TEXT EXTRACT:

# Application of Approximate Diagonalization of Commutative C*-Algebras to Invariants

The premise of my dissertation is founded on the idea that matrices over C*-algebras are important and that approximate diagonalization would make dealing with such matrices easier. I have yet to find any useful application of my own result, though I find some mildly amusing applications to results of matrices over commutative C*-algebras.

Definition. Let $A$ be a C*-algebra and let $n$ be a positive integer. A normal matrix $a\in M_n(A)$ is approximately diagonalizable if for every $\varepsilon > 0$, there exist elements $a_1, \dotsc, a_n\in A$ and a unitary $u\in M_n(A)$ such that

$\lVert uau^{*} - \mathrm{diag}(a_1,\dotsc,a_n) \rVert < \varepsilon$.

Next, we present the theorem that we will be applying:

Theorem. Let $X$ be a compact metrizable space. Every self-adjoint matrix in $M_n(C(X))$ is approximately diagonalizable if and only if $\dim(X) \leq 2$ and $\check{H}^2(X) = 0$.

The first mildly interesting application is that on the connection between K-theory and approximate diagonalization of matrices over commutative C*-algebras.

Theorem. (Theorem 3.4 and 4.1 of [3]) Let $X$ be a compact metrizable space. If for every positive integer $n$, every projection in $M_n(C(X))$ is approximately diagonalizable, then $K_0(C(X)) \cong C(X,\mathbb{Z})$.

REQUIREMENT 1: In the text on approximate diagonalization, what must hold for X if every self-adjoint matrix in M_n(C(X)) is to be approximately diagonalizable?
The text and the records were taken from separate sources.

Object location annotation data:
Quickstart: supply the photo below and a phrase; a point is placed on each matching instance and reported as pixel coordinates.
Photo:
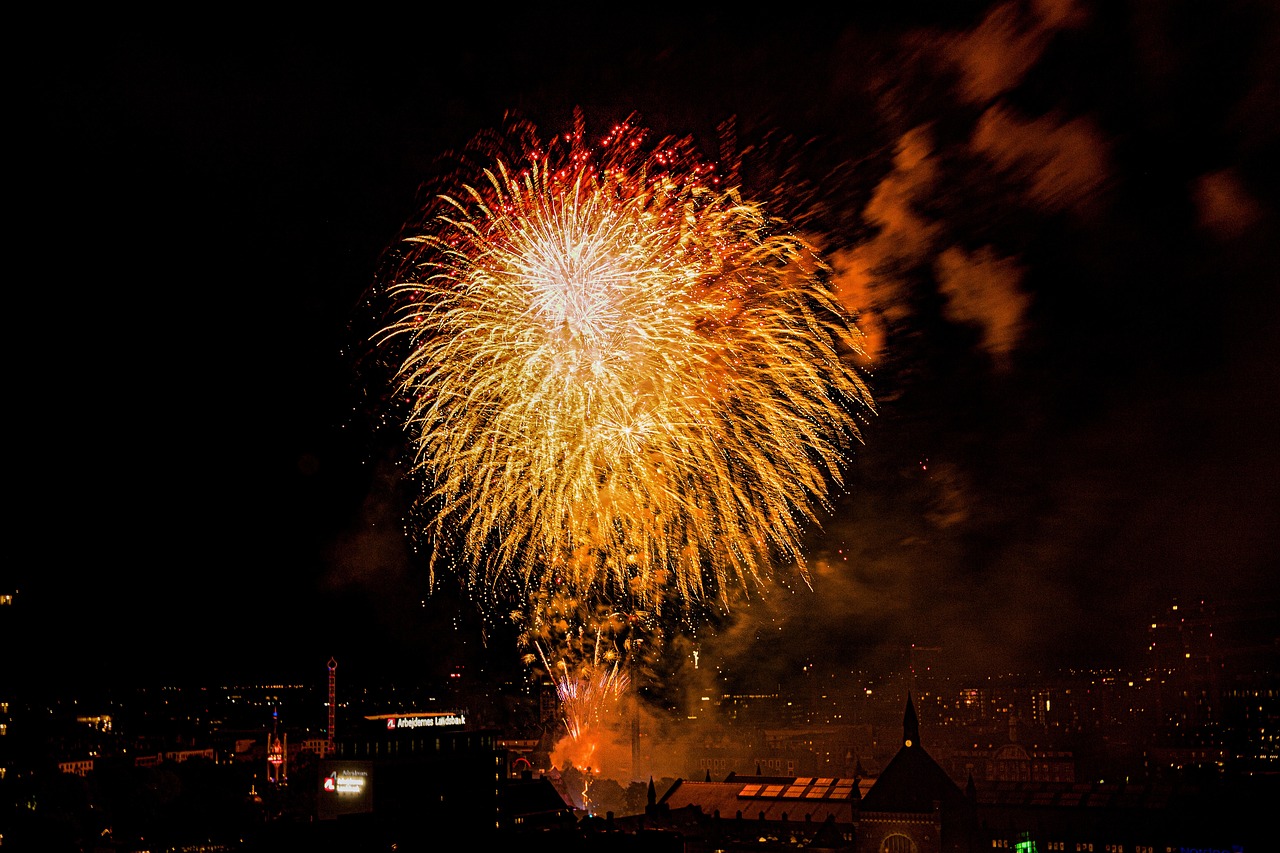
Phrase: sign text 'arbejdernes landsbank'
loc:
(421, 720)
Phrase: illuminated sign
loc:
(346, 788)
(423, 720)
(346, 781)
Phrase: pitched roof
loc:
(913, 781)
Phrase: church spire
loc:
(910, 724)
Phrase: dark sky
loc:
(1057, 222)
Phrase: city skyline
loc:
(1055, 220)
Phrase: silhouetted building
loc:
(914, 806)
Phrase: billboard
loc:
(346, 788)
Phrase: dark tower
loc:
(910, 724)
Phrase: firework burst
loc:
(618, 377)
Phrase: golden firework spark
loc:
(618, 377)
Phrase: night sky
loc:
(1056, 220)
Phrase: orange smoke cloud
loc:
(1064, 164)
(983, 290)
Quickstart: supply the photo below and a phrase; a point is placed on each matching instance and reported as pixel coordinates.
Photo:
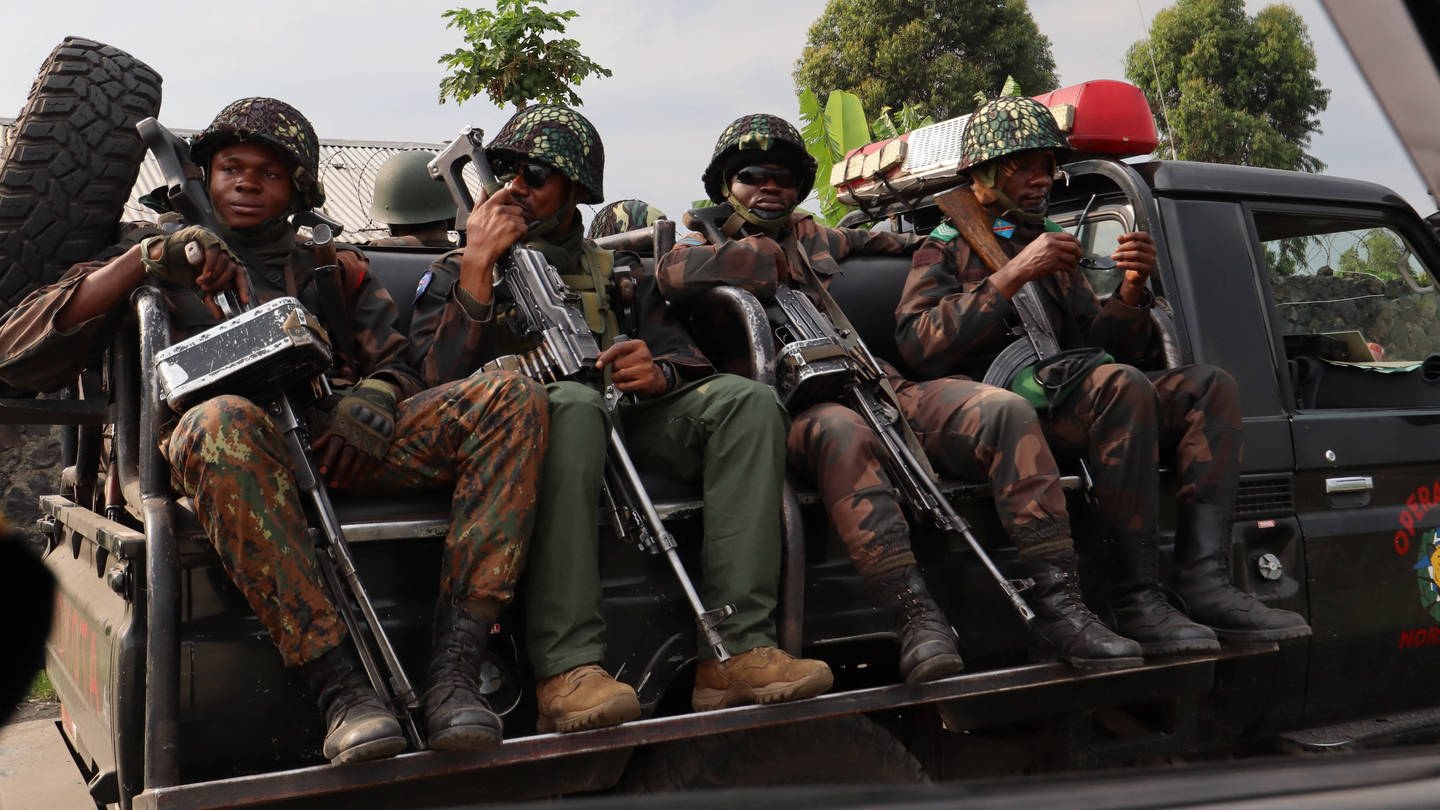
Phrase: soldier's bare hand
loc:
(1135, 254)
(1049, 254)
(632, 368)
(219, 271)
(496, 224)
==
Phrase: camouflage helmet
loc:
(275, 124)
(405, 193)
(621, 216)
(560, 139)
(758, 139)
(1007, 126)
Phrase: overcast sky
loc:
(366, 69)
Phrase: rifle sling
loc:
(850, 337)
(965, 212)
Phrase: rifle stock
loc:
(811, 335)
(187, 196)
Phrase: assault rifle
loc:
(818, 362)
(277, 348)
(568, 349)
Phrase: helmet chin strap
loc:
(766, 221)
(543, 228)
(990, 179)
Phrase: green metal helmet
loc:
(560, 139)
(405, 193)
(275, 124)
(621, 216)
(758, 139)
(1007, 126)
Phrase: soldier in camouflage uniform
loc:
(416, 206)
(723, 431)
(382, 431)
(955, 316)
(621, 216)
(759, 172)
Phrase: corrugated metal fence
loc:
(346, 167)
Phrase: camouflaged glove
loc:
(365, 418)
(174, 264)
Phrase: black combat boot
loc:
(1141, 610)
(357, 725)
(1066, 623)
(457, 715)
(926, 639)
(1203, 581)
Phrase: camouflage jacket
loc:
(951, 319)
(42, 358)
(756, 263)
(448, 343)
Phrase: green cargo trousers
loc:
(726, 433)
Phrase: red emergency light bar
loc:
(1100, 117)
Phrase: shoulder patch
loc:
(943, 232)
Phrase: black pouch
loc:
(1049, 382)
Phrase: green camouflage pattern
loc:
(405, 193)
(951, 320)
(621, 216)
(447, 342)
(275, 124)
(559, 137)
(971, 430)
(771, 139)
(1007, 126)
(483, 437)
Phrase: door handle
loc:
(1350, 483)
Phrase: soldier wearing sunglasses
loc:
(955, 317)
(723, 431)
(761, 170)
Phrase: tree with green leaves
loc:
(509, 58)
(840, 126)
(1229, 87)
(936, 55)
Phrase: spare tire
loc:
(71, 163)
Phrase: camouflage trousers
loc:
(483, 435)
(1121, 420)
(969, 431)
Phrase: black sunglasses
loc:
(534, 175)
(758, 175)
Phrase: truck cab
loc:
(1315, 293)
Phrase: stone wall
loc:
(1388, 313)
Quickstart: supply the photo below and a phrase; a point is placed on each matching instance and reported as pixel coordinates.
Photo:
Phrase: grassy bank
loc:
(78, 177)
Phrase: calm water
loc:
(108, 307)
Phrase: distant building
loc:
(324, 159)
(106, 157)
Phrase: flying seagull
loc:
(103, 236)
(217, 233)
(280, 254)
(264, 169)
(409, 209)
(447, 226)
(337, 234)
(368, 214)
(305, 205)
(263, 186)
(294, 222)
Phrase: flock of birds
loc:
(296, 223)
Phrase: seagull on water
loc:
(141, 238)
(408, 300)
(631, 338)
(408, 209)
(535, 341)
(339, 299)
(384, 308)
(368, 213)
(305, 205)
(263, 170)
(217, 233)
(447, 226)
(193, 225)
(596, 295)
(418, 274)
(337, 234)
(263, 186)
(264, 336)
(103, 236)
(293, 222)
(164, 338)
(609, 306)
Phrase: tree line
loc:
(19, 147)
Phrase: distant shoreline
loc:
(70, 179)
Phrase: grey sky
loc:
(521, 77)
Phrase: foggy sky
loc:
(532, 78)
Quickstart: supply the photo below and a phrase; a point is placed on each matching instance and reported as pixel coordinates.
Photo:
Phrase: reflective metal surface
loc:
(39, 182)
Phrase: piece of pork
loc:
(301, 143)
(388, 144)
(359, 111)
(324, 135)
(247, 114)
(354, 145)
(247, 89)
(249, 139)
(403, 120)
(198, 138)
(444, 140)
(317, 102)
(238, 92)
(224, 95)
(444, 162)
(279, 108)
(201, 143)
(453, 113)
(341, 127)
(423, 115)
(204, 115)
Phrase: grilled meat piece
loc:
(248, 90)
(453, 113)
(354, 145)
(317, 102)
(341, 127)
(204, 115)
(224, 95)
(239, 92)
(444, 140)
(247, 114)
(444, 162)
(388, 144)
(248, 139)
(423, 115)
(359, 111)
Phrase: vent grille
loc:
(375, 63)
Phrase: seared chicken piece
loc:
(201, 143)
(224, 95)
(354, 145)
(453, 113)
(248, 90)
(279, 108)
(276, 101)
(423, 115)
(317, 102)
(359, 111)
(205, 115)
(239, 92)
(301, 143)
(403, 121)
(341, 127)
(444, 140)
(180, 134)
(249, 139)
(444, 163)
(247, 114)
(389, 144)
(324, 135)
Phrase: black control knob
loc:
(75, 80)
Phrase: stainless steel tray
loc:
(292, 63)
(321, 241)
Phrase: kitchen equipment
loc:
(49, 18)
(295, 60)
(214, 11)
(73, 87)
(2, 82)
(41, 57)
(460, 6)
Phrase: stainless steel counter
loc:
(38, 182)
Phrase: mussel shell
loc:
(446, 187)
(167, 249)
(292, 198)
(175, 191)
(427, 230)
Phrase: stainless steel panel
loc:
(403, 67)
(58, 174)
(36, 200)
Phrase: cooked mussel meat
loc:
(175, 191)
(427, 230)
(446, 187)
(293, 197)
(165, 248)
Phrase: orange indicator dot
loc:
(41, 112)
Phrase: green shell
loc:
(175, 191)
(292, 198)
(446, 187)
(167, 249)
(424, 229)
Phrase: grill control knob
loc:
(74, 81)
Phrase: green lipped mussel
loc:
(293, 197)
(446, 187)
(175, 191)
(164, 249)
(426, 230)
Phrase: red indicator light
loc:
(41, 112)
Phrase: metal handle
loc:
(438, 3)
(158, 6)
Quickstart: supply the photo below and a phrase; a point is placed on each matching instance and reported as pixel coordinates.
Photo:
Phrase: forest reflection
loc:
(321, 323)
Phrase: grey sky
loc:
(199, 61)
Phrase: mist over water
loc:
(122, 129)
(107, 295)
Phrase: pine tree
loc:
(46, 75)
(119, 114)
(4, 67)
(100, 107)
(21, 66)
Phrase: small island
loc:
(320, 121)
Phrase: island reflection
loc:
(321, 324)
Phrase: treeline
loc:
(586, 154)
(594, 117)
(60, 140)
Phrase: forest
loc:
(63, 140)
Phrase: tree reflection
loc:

REQUIREMENT 2: Reproduce word for word the part of the records that opens with the line containing "Phrase: corrugated metal fence" and closes with the line containing "(1049, 382)".

EXERCISE RESULT 1: The dimension of X must be at most 2, and its second Čech cohomology group must be zero.

EXERCISE RESULT 2:
Phrase: corrugated metal fence
loc:
(346, 167)
Phrase: camouflaged glove
loc:
(365, 418)
(174, 264)
Phrase: black combat boot
loc:
(1141, 610)
(357, 725)
(1066, 623)
(457, 715)
(926, 639)
(1203, 581)
Phrase: camouflage jacket
loc:
(951, 319)
(42, 358)
(756, 263)
(448, 343)
Phrase: green cargo trousers
loc:
(726, 433)
Phrase: red emergency light bar
loc:
(1100, 117)
Phrase: shoulder patch
loc:
(943, 232)
Phrase: black pouch
loc:
(1049, 382)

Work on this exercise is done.